Task material:
..............................
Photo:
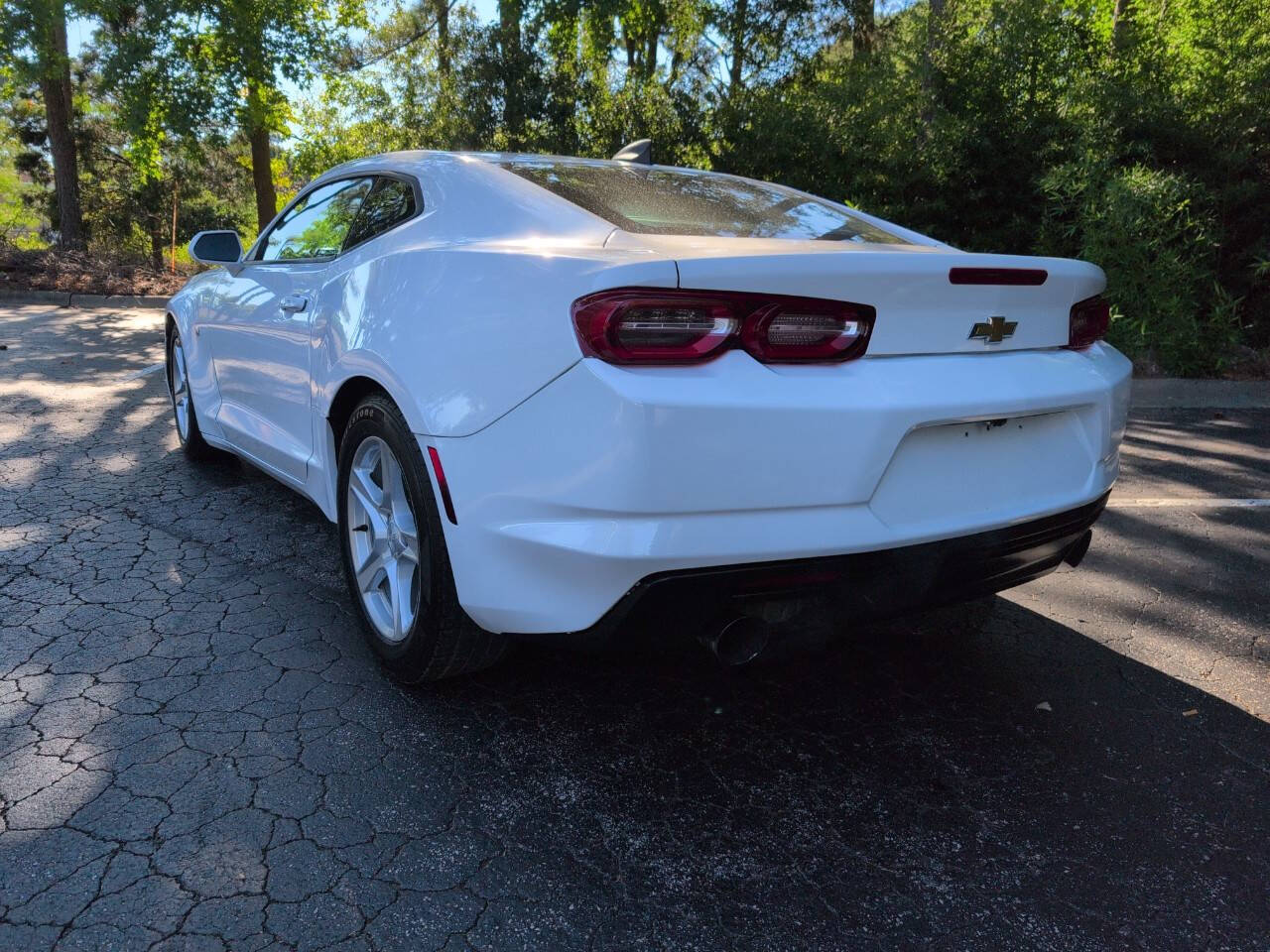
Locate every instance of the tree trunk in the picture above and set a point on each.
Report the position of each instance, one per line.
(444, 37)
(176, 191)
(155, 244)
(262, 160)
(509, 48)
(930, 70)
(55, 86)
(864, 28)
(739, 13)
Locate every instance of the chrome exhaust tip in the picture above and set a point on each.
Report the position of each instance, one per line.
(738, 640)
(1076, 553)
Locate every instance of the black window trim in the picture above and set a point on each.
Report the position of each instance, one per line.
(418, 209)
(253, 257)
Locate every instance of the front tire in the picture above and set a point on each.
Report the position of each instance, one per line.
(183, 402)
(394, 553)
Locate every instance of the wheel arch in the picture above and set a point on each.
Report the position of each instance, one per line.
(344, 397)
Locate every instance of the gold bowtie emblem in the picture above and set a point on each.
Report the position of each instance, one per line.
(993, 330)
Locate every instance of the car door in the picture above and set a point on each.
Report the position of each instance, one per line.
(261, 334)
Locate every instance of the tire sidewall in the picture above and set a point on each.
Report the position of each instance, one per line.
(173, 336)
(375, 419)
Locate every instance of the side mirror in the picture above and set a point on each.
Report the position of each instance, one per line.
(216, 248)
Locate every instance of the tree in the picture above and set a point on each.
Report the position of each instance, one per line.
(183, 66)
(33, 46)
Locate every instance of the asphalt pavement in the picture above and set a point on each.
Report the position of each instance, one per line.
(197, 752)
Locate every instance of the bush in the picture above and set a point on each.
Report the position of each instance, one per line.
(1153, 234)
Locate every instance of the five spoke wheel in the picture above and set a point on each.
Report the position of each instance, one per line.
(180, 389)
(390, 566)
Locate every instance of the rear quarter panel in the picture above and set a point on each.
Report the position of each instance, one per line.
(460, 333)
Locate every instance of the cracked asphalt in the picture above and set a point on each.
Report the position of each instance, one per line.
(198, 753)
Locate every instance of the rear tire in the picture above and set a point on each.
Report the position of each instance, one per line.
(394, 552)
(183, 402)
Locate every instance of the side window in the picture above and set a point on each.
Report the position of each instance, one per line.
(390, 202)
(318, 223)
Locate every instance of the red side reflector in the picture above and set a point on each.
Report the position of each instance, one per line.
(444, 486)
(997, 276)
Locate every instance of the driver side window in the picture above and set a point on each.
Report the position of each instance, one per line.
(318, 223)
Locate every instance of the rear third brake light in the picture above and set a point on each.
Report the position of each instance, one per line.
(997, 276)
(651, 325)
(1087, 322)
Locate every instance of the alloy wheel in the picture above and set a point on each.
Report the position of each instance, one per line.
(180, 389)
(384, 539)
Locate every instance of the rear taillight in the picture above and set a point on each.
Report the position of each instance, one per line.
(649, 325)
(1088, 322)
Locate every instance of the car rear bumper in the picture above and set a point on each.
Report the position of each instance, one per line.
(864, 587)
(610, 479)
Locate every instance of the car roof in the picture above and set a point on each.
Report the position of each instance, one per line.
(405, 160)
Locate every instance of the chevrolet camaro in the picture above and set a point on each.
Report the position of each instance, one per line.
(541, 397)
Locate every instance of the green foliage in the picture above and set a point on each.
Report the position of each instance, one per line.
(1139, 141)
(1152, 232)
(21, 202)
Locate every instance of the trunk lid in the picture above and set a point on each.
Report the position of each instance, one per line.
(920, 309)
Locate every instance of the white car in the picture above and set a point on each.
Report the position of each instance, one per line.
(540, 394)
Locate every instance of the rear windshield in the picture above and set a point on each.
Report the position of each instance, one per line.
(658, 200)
..............................
Given task: Copy the listing verbatim, starting at the line containing "Locate every instance of the trunk" and ending with the listing's final line.

Expected answer:
Locate every instance of the trunk lid in the picture above and set a point on each.
Report the position of each instance, one per line.
(920, 309)
Locate every instance of the white car in the picture above and set a point on each.
Report the position of each instance, one per line.
(540, 394)
Locate every instance of the rear windshield in the picture above and set a point on each.
Report the position of each instance, one per line.
(658, 200)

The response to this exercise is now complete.